Pointing and labeling entries –
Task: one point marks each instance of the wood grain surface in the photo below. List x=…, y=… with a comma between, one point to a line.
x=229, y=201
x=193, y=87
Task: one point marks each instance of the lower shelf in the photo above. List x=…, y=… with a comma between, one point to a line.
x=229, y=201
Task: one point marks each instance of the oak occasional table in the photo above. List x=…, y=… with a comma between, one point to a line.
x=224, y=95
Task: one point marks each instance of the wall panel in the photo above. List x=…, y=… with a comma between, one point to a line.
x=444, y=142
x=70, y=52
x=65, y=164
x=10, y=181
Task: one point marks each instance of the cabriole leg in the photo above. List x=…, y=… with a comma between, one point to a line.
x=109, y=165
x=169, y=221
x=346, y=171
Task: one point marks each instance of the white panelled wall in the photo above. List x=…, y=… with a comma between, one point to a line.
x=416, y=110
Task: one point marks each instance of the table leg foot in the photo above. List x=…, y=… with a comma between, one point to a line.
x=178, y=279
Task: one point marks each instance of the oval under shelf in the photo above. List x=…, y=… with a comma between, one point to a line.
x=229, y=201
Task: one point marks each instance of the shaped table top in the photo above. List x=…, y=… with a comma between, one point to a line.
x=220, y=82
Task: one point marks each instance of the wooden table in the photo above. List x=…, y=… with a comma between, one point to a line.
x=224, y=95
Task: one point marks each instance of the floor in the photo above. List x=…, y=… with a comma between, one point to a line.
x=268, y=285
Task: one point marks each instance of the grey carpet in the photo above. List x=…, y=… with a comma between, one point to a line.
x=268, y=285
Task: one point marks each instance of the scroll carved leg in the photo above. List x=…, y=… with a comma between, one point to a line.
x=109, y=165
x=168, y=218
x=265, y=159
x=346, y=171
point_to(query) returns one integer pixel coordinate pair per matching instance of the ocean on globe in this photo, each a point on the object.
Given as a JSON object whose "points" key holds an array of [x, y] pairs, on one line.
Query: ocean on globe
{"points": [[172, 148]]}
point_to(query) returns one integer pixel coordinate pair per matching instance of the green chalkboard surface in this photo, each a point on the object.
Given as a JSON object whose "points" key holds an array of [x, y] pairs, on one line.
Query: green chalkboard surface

What you need to do – Produce an exact copy of every entry above.

Expected output –
Task: one point marks each instance of the wood grain surface in the photo below. List x=…, y=… with a comma between, one point to a line.
x=229, y=201
x=193, y=87
Task: one point marks each instance of the lower shelf in the photo above. List x=…, y=… with a comma between, one point to a line.
x=229, y=201
Task: one point marks each instance of the oak occasional table in the photo above. List x=…, y=… with a comma between, one point to a line.
x=224, y=95
Task: one point marks each instance of the wall panel in the photo above. List x=…, y=… with a comma between, one point to a line.
x=444, y=142
x=70, y=52
x=65, y=164
x=10, y=181
Task: one point marks each instance of the cabriole leg in the photo above. List x=…, y=… with a comma between, one point to a line.
x=109, y=165
x=169, y=221
x=346, y=171
Task: one point marks each instance of the white panelled wall in the photo above. List x=…, y=… with a comma between, one point to a line.
x=416, y=110
Task: one point marks each instance of the table leg foot in the photo above. List x=…, y=… with a comma between, one point to a line.
x=178, y=279
Task: one point marks each instance of the oval under shelf in the photo above. List x=…, y=… with a comma between, one point to a line.
x=229, y=201
Task: one point marks each instance of the shaped table top in the photo above. List x=…, y=… with a comma between, one point to a line.
x=220, y=82
Task: one point marks each instance of the wooden table in the photo above. List x=…, y=… with a comma between, one point to a line.
x=224, y=95
Task: one point marks each instance of the floor in the photo above. List x=…, y=… with a comma between, one point to a line.
x=268, y=285
Task: one point marks each instance of the grey carpet in the photo above. List x=…, y=… with a comma between, one point to a line.
x=268, y=285
Task: one point marks each instance of the scroll carved leg in the photo above. List x=…, y=… with a comma between, one point to a line.
x=109, y=165
x=168, y=218
x=265, y=159
x=346, y=171
point_to(query) returns one integer pixel coordinate pair per matching instance of the ocean on globe in this photo, each a point on the object.
Given as a JSON object whose "points" key holds an array of [x, y] pairs, on one line.
Query: ocean on globe
{"points": [[172, 148]]}
point_to(query) returns one integer pixel coordinate pair per matching instance of the green chalkboard surface in this photo, each a point on the object.
Given as a JSON object whose "points" key holds an array of [x, y] pairs, on one line.
Query: green chalkboard surface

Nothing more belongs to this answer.